_TEXT SHOWN_
^^^^

It had been years since I had treated myself to a classical music performance, and I won’t wait that long again. And so I thank my daughter Marielle and her boyfriend Esteban, an accomplished pianist, who tipped me off to the concert. Esteban—you are not wrong when you compare the “Rach 3” to reading a great Russian novel.
I remained uplifted even in my solitude, as I sat between two couples who at times held hands and who could share together in the experience. As readers know, I am trying to get comfortable with this new solitude in my life. In her Friday Thread, “The Praxis of Solitude”
at invited readers to share “how they’ve changed or deepened their relationship with hanging out with themselves: this reciprocal relationship between the comfort of being alone and the ability to show up for others.” I wrote in the comments: “I want to ease into the solitude, revel in it, find closure in it, be grateful for the grace and time to figure out what comes next for me. I want to learn to sit in the silence of my solitude and truly understand it and my complicated feelings around it.”And so, these many months post-divorce, last Thursday evening at the concert I surprised myself by not feeling lonely. On this solo date, I felt uplifted. This is what music can do for us—whether we are listening to a great pianist spin magic from his fingers or listening to a song somewhere in the recesses of our mind.
The music plays on.
Questions for the comments: What song(s) do you find most uplifting? And if you are a caregiver for someone with dementia, what songs break through the silence of their world?
Three Songs for 3D
Divorce
“Piano Concerto No. 3, Op. 30 in D Minor,” Rachmaninoff
With its pathos and tenderness and its tides of fierce feeling there’s a divorce story somewhere in this concerto.

^^^^

_DATA SECTION_
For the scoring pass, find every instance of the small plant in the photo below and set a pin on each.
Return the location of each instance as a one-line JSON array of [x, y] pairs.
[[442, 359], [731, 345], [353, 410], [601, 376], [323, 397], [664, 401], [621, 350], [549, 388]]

^^^^

Extend the essay about attending a Rachmaninoff concert alone, picking up after its final sentence.

Dementia
“Fly Me To The Moon,” Frank Sinatra
A favorite performance of this song for my mother was her granddaughter Marielle singing it for her in 2011, in the days following the death of my father when we were all gathered at a local restaurant, celebrating his memory and my mother’s birthday.
Destiny
“Happy,” Pharrell Williams
For uplifting, there’s nothing better than this now classic tune from Pharrell.
Hi Amy, I'm revisiting this beautiful post and listening to Fifi's songlist (added to my own Spotify!). I'm tremendously touched by your melancholy expressed in this piece, where you traced the history of your mom's love affair with music and with your dad, and described how that has shaped your own musical taste and become the wonderful glue that connects your family.
Here, you described the tragedy of not being able to share the joy of music as your mother's mind drifts away to a place that feels as if it was a distant country: "When I gently nudged her awake again, she would look at the performers and smile before disappearing again to that country she now inhabits—the one where I have no passport to gain entry." That makes me want to cry with you.
And then you mentioned the guilt of feeling joyous yet noticing that your mother could no longer receive the gift of music that would allow her to take part in the same kind of joy: "At the very moment that she and I both need to be uplifted, it is difficult to reclaim that joy. I even feel guilty at times when music makes me feel happy and carefree when it can no longer do that for her." I feel for you whenever such heartbreak moments occur.
On the other hand, I'm really inspired by your determination to live in joy despite all the hardship and difficulties you have gone through during the last year--the divorce and caring for your mother with dimentia. Taking yourself to a classical music concert sounded like such a wonderful gift to yourself--a balm to your tired soul at that time. Perhaps I should give myself a similar treat soon.
Such poignant bittersweetness. Thank you for sharing this sacred window. Time in a Bottle is one of my mother’s favorite songs too.